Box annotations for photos
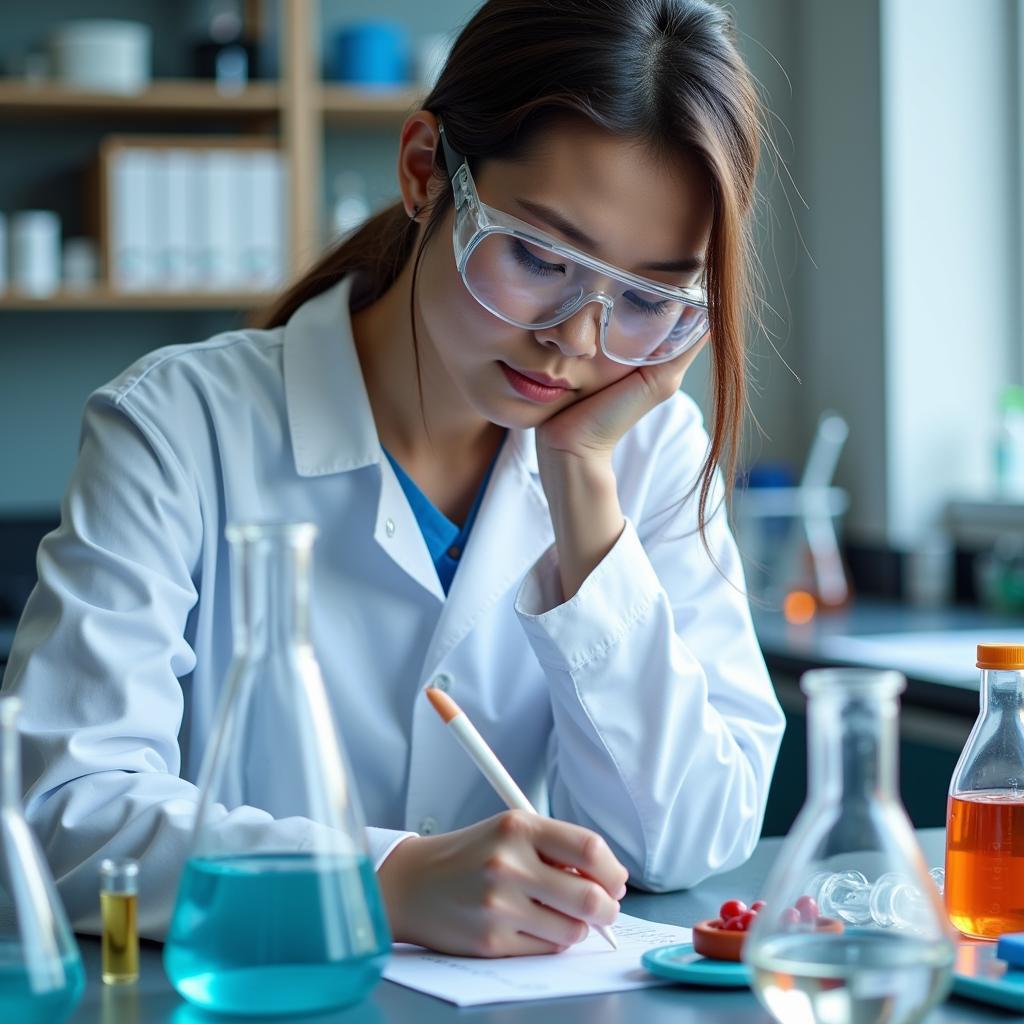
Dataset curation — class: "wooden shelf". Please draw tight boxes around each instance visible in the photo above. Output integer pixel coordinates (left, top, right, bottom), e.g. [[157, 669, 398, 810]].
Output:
[[0, 288, 275, 312], [321, 85, 425, 124], [0, 78, 281, 117]]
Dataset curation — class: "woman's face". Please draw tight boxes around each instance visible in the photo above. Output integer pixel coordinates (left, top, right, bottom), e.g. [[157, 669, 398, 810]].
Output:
[[416, 122, 712, 428]]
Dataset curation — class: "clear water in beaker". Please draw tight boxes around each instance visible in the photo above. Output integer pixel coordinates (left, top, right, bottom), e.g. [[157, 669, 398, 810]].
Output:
[[743, 669, 955, 1024], [0, 696, 85, 1024]]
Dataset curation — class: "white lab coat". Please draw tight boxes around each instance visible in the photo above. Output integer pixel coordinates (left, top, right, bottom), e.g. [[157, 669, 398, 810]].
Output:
[[3, 280, 783, 938]]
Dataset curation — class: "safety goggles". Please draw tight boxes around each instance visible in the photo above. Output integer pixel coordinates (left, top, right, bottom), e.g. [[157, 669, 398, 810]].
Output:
[[438, 122, 709, 366]]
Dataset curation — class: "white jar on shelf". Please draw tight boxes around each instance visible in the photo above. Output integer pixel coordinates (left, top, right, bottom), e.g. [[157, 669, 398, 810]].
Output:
[[10, 210, 60, 297], [50, 18, 153, 94]]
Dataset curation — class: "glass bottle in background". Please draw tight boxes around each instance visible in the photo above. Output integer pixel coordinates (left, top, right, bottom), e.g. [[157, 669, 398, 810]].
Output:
[[164, 523, 391, 1015], [743, 669, 955, 1024], [99, 857, 138, 985], [945, 643, 1024, 939], [0, 696, 85, 1024]]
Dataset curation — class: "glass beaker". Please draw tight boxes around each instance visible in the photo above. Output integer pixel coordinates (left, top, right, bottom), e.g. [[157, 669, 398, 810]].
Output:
[[945, 643, 1024, 939], [743, 669, 955, 1024], [164, 523, 391, 1015], [0, 696, 85, 1024]]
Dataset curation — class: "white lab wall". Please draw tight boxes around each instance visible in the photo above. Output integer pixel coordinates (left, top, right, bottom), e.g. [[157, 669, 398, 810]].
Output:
[[882, 0, 1021, 547], [793, 0, 887, 535]]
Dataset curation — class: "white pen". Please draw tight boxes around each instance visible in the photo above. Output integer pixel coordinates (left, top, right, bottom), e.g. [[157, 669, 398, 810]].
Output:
[[426, 686, 618, 949]]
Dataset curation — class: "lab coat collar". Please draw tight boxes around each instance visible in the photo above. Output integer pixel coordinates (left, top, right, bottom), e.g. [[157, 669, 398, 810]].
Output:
[[284, 274, 539, 476], [284, 275, 381, 476]]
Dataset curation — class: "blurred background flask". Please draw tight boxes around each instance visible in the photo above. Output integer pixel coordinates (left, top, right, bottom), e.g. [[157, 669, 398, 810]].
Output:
[[743, 669, 955, 1024], [164, 523, 391, 1015], [945, 643, 1024, 939], [0, 696, 85, 1024]]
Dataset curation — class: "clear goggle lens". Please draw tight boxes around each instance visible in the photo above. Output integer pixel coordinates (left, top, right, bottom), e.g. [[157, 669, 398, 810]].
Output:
[[463, 231, 709, 361]]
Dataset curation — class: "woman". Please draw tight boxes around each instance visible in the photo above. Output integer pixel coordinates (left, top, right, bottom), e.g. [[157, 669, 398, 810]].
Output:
[[4, 0, 783, 955]]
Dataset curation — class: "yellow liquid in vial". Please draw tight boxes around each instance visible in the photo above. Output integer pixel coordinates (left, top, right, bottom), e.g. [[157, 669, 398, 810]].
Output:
[[99, 892, 138, 985]]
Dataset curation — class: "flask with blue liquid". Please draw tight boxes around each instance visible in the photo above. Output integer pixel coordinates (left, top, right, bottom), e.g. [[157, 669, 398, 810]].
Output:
[[164, 523, 391, 1016], [0, 696, 85, 1024]]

| OBJECTIVE |
Copy every line of the material above word for word, leaving out the pictures.

| RESPONSE BELOW |
Dataset curation — class: "wooden shelf". Please draw tight boxes around each instance visible in the photo above. Output integer pixel coordinates (left, top, right, bottom), e.g. [[157, 669, 398, 810]].
Output:
[[0, 288, 275, 312], [321, 85, 425, 124], [0, 78, 281, 117]]
Dataset curation — class: "woman's face". Please draw tight boxes around each instance visible in the photo above. Output integer pixel coordinates (left, top, right, bottom), e.g. [[157, 669, 398, 810]].
Output:
[[416, 122, 712, 428]]
Dataset curation — class: "clear water in beaker". Please draw tight boxes around each instance visible in the photo above. Output integer pixel coordinates (left, top, right, bottom), e.g. [[157, 669, 398, 810]].
Output:
[[743, 669, 955, 1024], [0, 696, 85, 1024]]
Dataset curation — class: "white lab coat". Please draw tight boxes around each instance visible in the photo above. Output integer pixel coordinates (left, top, right, bottom), e.g. [[157, 669, 398, 810]].
Output:
[[3, 280, 783, 938]]
Dataset curation — class: "safety goggles". Please draw tight boxes around each instance visible in the photo above. Output integer pixel coordinates (left, top, right, bottom), e.g. [[157, 669, 398, 810]].
Output:
[[438, 122, 709, 366]]
Dataset curation — class: "white jar on shelf". Please draw tight boxes around each instance visible in the photo above. Output integer pixel coordinates (left, top, right, bottom), e.g. [[157, 669, 398, 810]].
Output:
[[10, 210, 60, 297], [50, 18, 153, 94]]
Dataset curation — class: "glass bottle in background". Please draw tight boxes around each instance visible in the photo above. Output integer pixel coordinates (left, top, right, bottom), e.g. [[157, 669, 398, 810]].
Output:
[[164, 523, 391, 1015], [743, 669, 955, 1024], [99, 857, 138, 985], [945, 643, 1024, 939], [0, 696, 85, 1024]]
Dataset curation — class: "glass beaker". Please draw tight boxes around each instance visible in the photo above. Output integer pixel coordinates (left, top, right, bottom), e.g. [[157, 669, 398, 810]].
Output:
[[945, 643, 1024, 939], [743, 669, 955, 1024], [164, 523, 391, 1015], [0, 696, 85, 1024]]
Dataset curation — class: "white lab wall". Please draw tight boxes around each instance visible in the photo above. Output integer pixel coordinates (left, top, right, bottom), e.g. [[157, 669, 398, 810]].
Output:
[[882, 0, 1021, 547], [793, 0, 887, 535]]
Dataset curation — class: "white pen". Please draw tight boxes around each instance visible in the photo above. Output integer pixel coordinates (left, top, right, bottom), e.g. [[157, 669, 398, 810]].
Output:
[[426, 686, 618, 949]]
Dataset curation — class: "lab coat collar". Please draw tight boxes around each instance visible in the photo above. Output integer pixel coordinates (left, top, right, bottom), e.g. [[157, 669, 398, 810]].
Output:
[[284, 274, 539, 476], [284, 275, 381, 476]]
Dataset curation — class: "blurred background flask". Please draw tight boxes around each instance visible in the photo above. Output integer pixel coordinates (left, top, right, bottom), e.g. [[157, 669, 398, 810]].
Output:
[[743, 669, 955, 1024], [164, 523, 391, 1015], [945, 643, 1024, 939], [0, 696, 85, 1024]]
Dataset curation — class: "clear goggle lens". Please draw tight boxes around each instance visible in the photo above. Output integer pixel coordinates (left, top, right, bottom), e.g. [[157, 669, 398, 810]].
Output:
[[463, 231, 709, 361]]
Dataset curation — class: "woman". Please draw tight boxes around each instance visible in the photo above. Output integer pixel coordinates (left, top, right, bottom), e.g. [[157, 669, 398, 810]].
Output:
[[4, 0, 783, 955]]
Dataset curation — class: "yellow liquid in vial". Please draw tight boxes around each instance visible in the photo above. Output integer pixel coordinates (left, top, right, bottom), e.g. [[157, 669, 398, 810]].
Output:
[[99, 892, 138, 985]]
Dataset curation — class: "flask with blue liquid". Please draw tight boxes around each instance visible in the photo above. Output integer pixel coordinates (left, top, right, bottom), e.g. [[157, 669, 398, 810]].
Output:
[[164, 523, 391, 1016], [0, 696, 85, 1024]]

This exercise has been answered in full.